# EXTRACT TO READ:

Looking back, I realized that I had quietly stopped asking:

How should I prompt the model?

and started asking:

What information, tools, feedback and constraints should exist before the agent even starts?

That question has had a much bigger impact on my results than any individual model release.

Watching people work taught Me more than release notes. I still enjoy reading release notes and product announcements because they help me understand what new capabilities are becoming available. But if I think about where most of my practical improvements have come from, it is probably from watching experienced people use these tools rather than reading about them.

Documentation tells me what a feature does. Watching someone work shows me why they use it, when they use it and just as importantly, when they don’t.

I pay much less attention to the prompts themselves than I used to. Instead, I find myself observing how people structure their work. How do they break a large task into smaller ones? When do they interrupt an agent instead of letting it continue? Which parts do they always review manually? Which checks have they automated? When do they deliberately start a fresh conversation because the existing context has become noisy?

# EXTRACTED DATA:
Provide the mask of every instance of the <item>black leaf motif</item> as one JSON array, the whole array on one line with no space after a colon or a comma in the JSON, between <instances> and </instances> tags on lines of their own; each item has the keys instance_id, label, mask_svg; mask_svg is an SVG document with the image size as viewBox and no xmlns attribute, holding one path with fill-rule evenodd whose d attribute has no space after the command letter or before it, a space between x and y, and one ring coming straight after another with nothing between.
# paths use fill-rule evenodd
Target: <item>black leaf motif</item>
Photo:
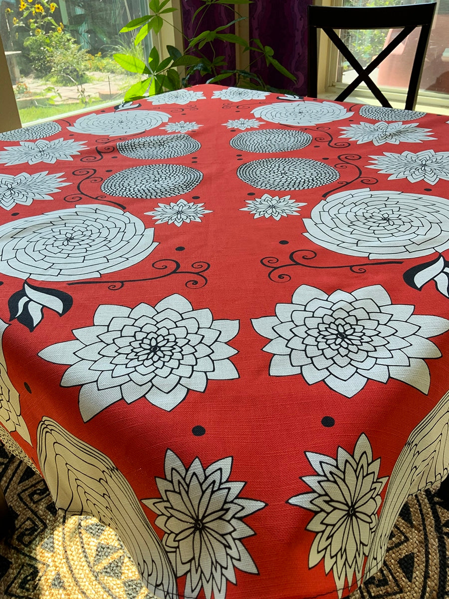
<instances>
[{"instance_id":1,"label":"black leaf motif","mask_svg":"<svg viewBox=\"0 0 449 599\"><path fill-rule=\"evenodd\" d=\"M408 285L418 291L433 280L437 290L449 297L449 262L442 254L438 254L430 262L412 267L404 273L403 277Z\"/></svg>"},{"instance_id":2,"label":"black leaf motif","mask_svg":"<svg viewBox=\"0 0 449 599\"><path fill-rule=\"evenodd\" d=\"M10 322L17 319L32 332L44 317L44 308L63 316L72 307L73 298L59 289L36 287L25 281L20 291L8 300Z\"/></svg>"}]
</instances>

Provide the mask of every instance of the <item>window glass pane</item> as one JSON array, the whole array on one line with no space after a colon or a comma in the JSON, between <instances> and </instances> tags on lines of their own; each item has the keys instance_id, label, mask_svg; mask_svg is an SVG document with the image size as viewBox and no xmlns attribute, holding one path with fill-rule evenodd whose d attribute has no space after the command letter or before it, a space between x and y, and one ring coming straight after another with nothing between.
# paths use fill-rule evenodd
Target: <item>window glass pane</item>
<instances>
[{"instance_id":1,"label":"window glass pane","mask_svg":"<svg viewBox=\"0 0 449 599\"><path fill-rule=\"evenodd\" d=\"M0 0L0 35L22 123L121 101L136 75L116 52L150 49L119 34L145 0Z\"/></svg>"},{"instance_id":2,"label":"window glass pane","mask_svg":"<svg viewBox=\"0 0 449 599\"><path fill-rule=\"evenodd\" d=\"M344 0L344 6L388 6L419 4L428 0ZM354 56L366 66L394 38L398 29L342 31L342 36ZM429 43L420 89L449 93L449 0L439 0ZM393 50L373 74L383 87L406 88L408 85L419 29ZM355 77L349 64L340 57L336 81L349 83Z\"/></svg>"}]
</instances>

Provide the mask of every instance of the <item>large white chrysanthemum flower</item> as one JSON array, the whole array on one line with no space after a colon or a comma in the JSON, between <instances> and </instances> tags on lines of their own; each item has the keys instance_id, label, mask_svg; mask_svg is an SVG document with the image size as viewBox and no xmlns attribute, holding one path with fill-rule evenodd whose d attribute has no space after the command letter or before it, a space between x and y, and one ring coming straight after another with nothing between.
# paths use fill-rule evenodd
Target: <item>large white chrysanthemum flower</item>
<instances>
[{"instance_id":1,"label":"large white chrysanthemum flower","mask_svg":"<svg viewBox=\"0 0 449 599\"><path fill-rule=\"evenodd\" d=\"M242 521L265 504L239 497L245 483L228 480L232 458L206 468L196 458L186 468L169 449L165 467L165 478L156 478L161 498L142 501L159 515L177 576L187 574L184 596L194 599L202 588L206 599L224 599L227 580L236 583L235 568L258 573L241 540L254 533Z\"/></svg>"},{"instance_id":2,"label":"large white chrysanthemum flower","mask_svg":"<svg viewBox=\"0 0 449 599\"><path fill-rule=\"evenodd\" d=\"M424 150L416 154L408 151L402 154L386 152L383 156L370 158L374 159L368 168L389 174L389 179L407 179L411 183L424 180L430 185L435 185L440 179L449 181L449 152Z\"/></svg>"},{"instance_id":3,"label":"large white chrysanthemum flower","mask_svg":"<svg viewBox=\"0 0 449 599\"><path fill-rule=\"evenodd\" d=\"M71 364L63 387L80 385L80 410L85 420L119 400L145 397L172 410L189 390L204 392L210 379L238 379L227 345L238 320L214 320L208 308L194 310L182 295L154 307L100 305L93 326L75 329L75 340L45 347L41 358Z\"/></svg>"},{"instance_id":4,"label":"large white chrysanthemum flower","mask_svg":"<svg viewBox=\"0 0 449 599\"><path fill-rule=\"evenodd\" d=\"M351 455L338 447L336 459L307 452L317 475L302 480L313 489L289 500L294 506L317 512L307 530L315 536L309 554L309 567L324 560L326 574L332 570L339 597L345 580L351 586L354 575L359 585L377 525L380 492L387 477L379 478L380 458L373 461L366 435L359 437Z\"/></svg>"},{"instance_id":5,"label":"large white chrysanthemum flower","mask_svg":"<svg viewBox=\"0 0 449 599\"><path fill-rule=\"evenodd\" d=\"M338 290L328 295L301 285L291 304L278 304L276 315L253 319L256 331L271 341L271 376L301 374L346 397L369 380L402 380L427 393L429 368L423 358L439 358L428 337L449 329L439 316L414 314L414 306L393 304L381 285Z\"/></svg>"},{"instance_id":6,"label":"large white chrysanthemum flower","mask_svg":"<svg viewBox=\"0 0 449 599\"><path fill-rule=\"evenodd\" d=\"M304 222L308 239L350 256L403 259L449 247L449 204L436 196L342 191L320 202Z\"/></svg>"}]
</instances>

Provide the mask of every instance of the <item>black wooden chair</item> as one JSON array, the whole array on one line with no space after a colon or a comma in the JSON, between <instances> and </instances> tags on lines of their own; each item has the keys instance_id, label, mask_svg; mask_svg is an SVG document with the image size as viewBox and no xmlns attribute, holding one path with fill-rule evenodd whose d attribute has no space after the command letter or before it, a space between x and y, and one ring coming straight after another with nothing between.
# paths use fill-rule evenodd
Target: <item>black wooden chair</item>
<instances>
[{"instance_id":1,"label":"black wooden chair","mask_svg":"<svg viewBox=\"0 0 449 599\"><path fill-rule=\"evenodd\" d=\"M369 75L414 29L417 27L420 27L421 32L417 44L413 66L410 73L405 102L406 109L412 110L416 104L436 6L436 2L373 8L309 6L307 95L312 98L317 97L318 78L317 31L321 29L329 36L331 41L357 73L354 80L343 90L336 99L344 100L360 83L365 83L382 106L391 108L391 104ZM380 29L401 29L402 31L392 40L388 46L383 49L366 68L363 68L360 64L334 31Z\"/></svg>"}]
</instances>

# EXERCISE DIRECTIONS:
Please return the part of the passage on working with agents between "Looking back, I" and "reading about them.", inclusive, copied word for word.

# SOLVED EXERCISE:
Looking back, I realized that I had quietly stopped asking:

How should I prompt the model?

and started asking:

What information, tools, feedback and constraints should exist before the agent even starts?

That question has had a much bigger impact on my results than any individual model release.

Watching people work taught Me more than release notes. I still enjoy reading release notes and product announcements because they help me understand what new capabilities are becoming available. But if I think about where most of my practical improvements have come from, it is probably from watching experienced people use these tools rather than reading about them.